____ Trecho da página
Para a psicanalista se perceber vítima de um estupro sexual, praticado contra o próprio parceiro, seja marido, namorado ou ficante fixo é, no mínimo, triste e constrangedor. O que leva, grande parte delas, a esconderem a violência por vergonha ou medo, elevando o índice de subnotificação destes casos no país.
"!Psicologicamente falando, o que dificulta as denúncias é o vínculo que a vítima possui com o agressor. Esse elo faz com que ela se cegue e não perceba que está em uma situação de violência sexual ou psicológica. Se sentem culpadas muitas vezes e não entendem que, a partir do momento que, não se deseja o ato, verbalizou o NÃO, a violência se instaurou. Pois, ninguém é obrigado a nada", explica.
Estatísticas mostram a crescente dos relatos de estupros, de todas as naturezas. Seja dentro das casas das vítimas, ou mesmo nas ruas, em eventos, ou em locais de trabalho. O que demonstra demosntra segundo Andrea, a importância de políticas de proteção mais robustas, a padronização de regimes éticos e de seguranças internas eficazes dentro de todos os ambientes, no sentido de evitar os traços de crueldade, manipulação e perversidade que, certamente, provocam, nas vítimas, mudanças severas em sua percepção de valores e na forma como possam lidar com suas dores, possibilitando ainda o transporte do trauma para toda sua trajetória de vida e dificultando suas relações futuras.
"Enfim, o episódio do reality “Casamento às Cegas” demonstrou uma realidade que pode acontecer na intimidade de um casal. Dentro deste contexto, se faz urgente o fortalecimento dos cuidado, a orientação, o acolhimento e escuta ativa para as vítimas deste crime, muitas vezes silencioso, que anula o sorriso e rouba a vivacidade, ferindo e provocando sensação de culpa, inferioridade, fobias, além de dores físicas e na alma. Vivências traumáticas que podem ser irreparáveis. Já que, os reflexos do abuso sexual e do estupro, afetam diretamente o psicológico através dos traumas sofridos", finaliza.
________
____ Registros fornecidos
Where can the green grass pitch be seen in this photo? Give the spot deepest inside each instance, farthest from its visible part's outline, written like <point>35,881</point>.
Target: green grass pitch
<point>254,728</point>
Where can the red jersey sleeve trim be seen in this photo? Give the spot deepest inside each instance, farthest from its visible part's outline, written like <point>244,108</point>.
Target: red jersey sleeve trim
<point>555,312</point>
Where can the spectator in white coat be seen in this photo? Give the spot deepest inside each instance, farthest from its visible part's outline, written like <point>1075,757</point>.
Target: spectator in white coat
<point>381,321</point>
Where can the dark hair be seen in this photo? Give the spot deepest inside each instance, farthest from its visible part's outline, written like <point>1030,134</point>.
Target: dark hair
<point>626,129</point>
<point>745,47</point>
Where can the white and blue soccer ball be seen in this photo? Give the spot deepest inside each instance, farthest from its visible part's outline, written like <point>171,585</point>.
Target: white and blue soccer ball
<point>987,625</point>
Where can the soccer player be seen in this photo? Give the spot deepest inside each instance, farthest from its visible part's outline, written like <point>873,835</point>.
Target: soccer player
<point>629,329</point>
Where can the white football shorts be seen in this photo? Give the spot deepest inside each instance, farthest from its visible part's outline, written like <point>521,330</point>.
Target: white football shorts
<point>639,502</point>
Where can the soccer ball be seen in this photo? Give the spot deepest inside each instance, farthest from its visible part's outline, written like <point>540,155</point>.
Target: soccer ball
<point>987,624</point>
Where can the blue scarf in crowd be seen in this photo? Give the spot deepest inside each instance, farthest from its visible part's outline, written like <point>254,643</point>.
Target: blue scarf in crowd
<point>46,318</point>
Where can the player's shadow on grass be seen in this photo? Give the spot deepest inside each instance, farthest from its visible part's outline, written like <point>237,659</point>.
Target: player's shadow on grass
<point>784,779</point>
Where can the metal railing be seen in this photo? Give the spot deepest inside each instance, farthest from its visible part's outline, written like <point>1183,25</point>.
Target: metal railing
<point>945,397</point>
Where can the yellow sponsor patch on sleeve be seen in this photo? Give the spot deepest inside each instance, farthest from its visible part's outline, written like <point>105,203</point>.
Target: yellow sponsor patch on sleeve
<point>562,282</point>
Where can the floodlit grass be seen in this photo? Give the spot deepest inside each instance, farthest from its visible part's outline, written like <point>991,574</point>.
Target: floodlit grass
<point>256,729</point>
________
Objetivos.
a - De acordo com o trecho da página, o que, psicologicamente falando, dificulta as denúncias?
b - Copie dos registros, sem qualquer alteração, a parte que se inicia na linha que contém "Where can the soccer ball" e se encerra na linha que contém "<point>987,624</point>", incluindo ambas.
Os registros não guardam relação alguma com o trecho da página.

Resolução do exercício.
a - O vínculo que a vítima possui com o agressor.

b -
Where can the soccer ball be seen in this photo? Give the spot deepest inside each instance, farthest from its visible part's outline, written like <point>540,155</point>.
Target: soccer ball
<point>987,624</point>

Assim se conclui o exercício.